Data records
┏━━
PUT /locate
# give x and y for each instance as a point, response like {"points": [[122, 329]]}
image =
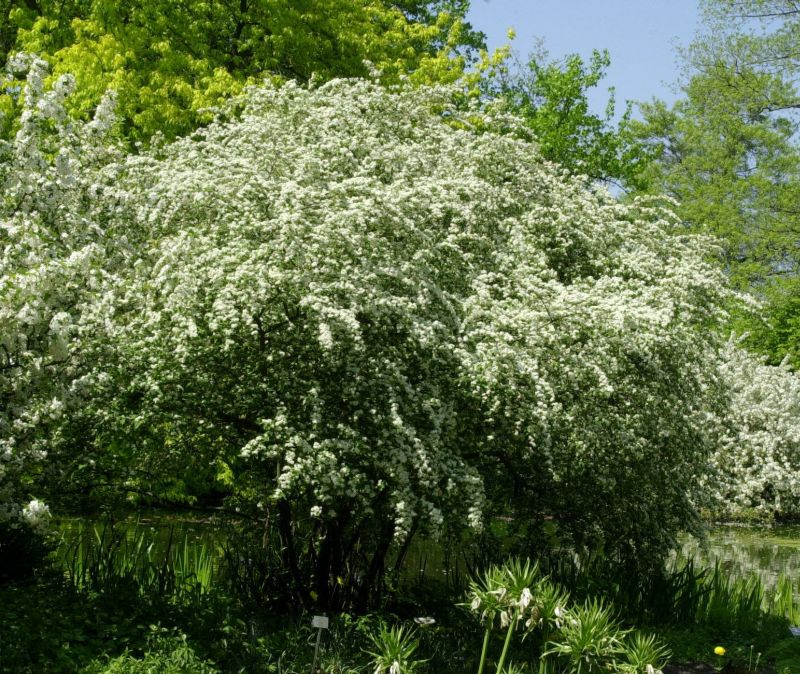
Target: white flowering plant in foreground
{"points": [[51, 259], [374, 309]]}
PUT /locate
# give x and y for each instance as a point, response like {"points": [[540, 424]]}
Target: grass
{"points": [[119, 603]]}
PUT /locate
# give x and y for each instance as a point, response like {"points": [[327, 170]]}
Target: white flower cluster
{"points": [[50, 258], [756, 468], [383, 310], [381, 306]]}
┗━━
Work instruction
For this exercise, print all of the entries exactly as they appear, but without pictures.

Written solution
PUT /locate
# give x and y for each instance as a point, response like {"points": [[122, 329]]}
image =
Target: white flowering plant in foreground
{"points": [[51, 259], [374, 309]]}
PUT /locate
# give x and y for each instance as a point, response like {"points": [[540, 424]]}
Target: grass
{"points": [[119, 603]]}
PUT /locate
# give x and y for each instance as a point, response like {"points": [[327, 170]]}
Target: white flower cluster
{"points": [[50, 258], [756, 468], [383, 310], [381, 306]]}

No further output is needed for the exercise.